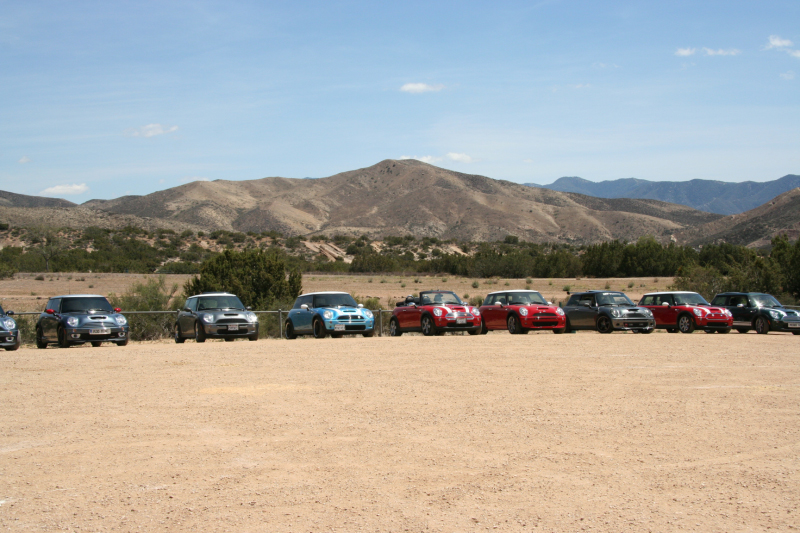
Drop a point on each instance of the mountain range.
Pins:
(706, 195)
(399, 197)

--

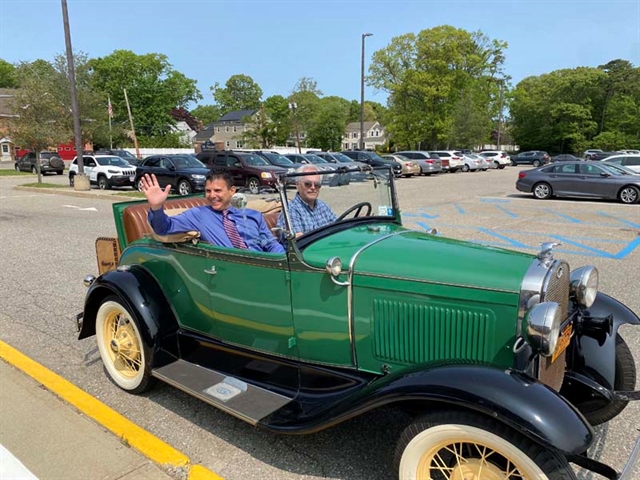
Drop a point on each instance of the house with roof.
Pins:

WHAT TO WORK ON: Go through the listing above and work out how many lines contain the string "instance". Reply with the number alone.

RESPONSE TO THE EXERCISE: 2